::: Input material :::

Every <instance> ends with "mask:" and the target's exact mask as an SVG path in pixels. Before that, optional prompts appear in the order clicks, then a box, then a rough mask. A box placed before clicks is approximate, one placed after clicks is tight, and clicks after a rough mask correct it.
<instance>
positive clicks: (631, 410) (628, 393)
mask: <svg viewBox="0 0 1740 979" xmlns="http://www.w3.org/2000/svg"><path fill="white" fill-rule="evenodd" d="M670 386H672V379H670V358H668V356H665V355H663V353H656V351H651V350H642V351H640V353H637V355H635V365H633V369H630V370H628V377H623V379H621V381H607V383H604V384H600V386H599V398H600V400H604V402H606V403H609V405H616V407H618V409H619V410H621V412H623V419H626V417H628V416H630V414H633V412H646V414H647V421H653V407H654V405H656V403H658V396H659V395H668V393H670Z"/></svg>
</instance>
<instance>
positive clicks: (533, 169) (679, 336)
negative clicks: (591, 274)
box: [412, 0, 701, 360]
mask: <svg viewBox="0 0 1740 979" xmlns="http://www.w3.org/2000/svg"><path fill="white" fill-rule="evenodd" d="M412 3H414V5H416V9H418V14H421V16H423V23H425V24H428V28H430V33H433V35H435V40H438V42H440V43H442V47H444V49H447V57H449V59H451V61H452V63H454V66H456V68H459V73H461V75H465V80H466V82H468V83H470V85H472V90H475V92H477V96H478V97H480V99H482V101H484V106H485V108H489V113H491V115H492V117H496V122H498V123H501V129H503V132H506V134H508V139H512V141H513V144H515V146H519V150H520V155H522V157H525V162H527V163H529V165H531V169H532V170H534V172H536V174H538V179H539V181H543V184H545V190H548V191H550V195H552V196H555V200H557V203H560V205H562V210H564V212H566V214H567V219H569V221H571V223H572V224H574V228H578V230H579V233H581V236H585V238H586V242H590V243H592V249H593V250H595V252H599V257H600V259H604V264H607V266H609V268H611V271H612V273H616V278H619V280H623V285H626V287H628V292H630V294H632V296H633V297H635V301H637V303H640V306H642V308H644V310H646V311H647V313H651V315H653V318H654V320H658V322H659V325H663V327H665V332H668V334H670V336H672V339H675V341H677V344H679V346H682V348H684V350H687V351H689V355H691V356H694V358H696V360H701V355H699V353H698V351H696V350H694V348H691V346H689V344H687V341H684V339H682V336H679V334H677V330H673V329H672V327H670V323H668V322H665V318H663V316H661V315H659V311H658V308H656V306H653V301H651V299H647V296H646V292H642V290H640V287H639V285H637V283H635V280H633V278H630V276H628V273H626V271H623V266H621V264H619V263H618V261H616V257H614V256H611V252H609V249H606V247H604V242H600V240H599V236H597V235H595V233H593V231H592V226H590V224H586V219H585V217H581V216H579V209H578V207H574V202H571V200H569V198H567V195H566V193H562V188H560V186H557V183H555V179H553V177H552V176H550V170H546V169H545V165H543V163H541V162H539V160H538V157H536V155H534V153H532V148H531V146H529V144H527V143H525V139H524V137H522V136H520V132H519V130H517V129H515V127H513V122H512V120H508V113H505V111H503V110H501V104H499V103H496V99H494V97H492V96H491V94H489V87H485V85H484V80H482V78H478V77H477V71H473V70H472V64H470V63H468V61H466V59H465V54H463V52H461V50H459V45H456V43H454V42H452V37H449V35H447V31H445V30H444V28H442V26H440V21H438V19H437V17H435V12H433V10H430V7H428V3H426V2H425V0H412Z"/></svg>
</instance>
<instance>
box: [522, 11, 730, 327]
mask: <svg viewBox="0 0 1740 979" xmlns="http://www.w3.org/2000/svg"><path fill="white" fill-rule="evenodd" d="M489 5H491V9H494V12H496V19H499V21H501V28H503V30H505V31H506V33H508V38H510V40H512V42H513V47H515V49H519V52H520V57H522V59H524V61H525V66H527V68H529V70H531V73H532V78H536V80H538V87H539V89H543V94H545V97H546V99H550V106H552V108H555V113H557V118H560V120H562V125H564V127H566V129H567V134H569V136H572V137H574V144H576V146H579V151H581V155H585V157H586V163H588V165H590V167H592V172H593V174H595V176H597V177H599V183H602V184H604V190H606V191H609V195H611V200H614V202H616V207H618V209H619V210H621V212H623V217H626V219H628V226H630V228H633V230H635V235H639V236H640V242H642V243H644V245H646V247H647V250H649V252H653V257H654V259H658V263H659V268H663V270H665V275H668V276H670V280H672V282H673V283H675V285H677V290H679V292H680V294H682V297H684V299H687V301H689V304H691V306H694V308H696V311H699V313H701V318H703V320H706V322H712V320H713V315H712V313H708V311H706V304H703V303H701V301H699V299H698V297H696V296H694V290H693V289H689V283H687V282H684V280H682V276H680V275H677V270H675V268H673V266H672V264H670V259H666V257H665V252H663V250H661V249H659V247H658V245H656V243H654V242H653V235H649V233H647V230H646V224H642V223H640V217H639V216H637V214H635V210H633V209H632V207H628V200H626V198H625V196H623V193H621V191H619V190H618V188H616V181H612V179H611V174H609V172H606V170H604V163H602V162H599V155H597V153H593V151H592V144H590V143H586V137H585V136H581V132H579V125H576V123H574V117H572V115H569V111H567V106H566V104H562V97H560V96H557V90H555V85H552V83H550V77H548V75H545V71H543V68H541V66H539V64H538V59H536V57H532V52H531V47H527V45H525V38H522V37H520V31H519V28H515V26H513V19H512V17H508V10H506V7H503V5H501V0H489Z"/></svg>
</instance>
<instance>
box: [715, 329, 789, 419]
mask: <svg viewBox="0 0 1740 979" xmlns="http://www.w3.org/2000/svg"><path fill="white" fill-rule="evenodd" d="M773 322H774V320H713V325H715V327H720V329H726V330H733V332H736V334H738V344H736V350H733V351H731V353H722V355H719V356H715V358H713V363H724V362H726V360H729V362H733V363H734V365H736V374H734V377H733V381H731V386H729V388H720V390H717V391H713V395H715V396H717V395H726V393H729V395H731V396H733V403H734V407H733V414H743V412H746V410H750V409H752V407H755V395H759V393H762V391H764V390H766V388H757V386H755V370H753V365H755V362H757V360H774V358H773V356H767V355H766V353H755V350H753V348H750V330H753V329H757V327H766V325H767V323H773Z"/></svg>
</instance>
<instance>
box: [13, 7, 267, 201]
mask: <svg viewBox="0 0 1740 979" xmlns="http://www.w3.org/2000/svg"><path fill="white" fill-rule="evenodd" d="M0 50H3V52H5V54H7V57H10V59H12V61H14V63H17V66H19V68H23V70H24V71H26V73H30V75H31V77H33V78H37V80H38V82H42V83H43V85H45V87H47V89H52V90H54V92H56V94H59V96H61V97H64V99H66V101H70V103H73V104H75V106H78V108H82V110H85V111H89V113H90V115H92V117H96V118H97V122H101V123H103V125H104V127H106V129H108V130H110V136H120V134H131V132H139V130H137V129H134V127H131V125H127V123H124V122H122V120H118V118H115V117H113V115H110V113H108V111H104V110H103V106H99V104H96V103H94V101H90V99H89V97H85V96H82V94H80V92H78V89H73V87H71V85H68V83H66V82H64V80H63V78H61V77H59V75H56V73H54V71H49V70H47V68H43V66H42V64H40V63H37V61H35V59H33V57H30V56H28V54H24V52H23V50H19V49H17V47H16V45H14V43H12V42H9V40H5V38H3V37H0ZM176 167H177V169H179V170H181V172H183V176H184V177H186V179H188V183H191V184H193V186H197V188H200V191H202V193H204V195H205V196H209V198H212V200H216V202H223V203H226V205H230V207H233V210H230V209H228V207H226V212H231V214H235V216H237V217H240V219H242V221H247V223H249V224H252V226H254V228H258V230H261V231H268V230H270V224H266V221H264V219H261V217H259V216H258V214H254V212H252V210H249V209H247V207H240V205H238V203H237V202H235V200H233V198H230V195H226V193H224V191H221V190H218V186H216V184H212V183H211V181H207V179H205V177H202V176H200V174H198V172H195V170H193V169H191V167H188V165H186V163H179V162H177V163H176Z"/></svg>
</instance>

:::

## Task to carry out
Where does the string "positive" appear in the records above? Show every line that holds it.

## Answer box
positive clicks: (631, 410) (628, 393)
positive clicks: (533, 169) (679, 336)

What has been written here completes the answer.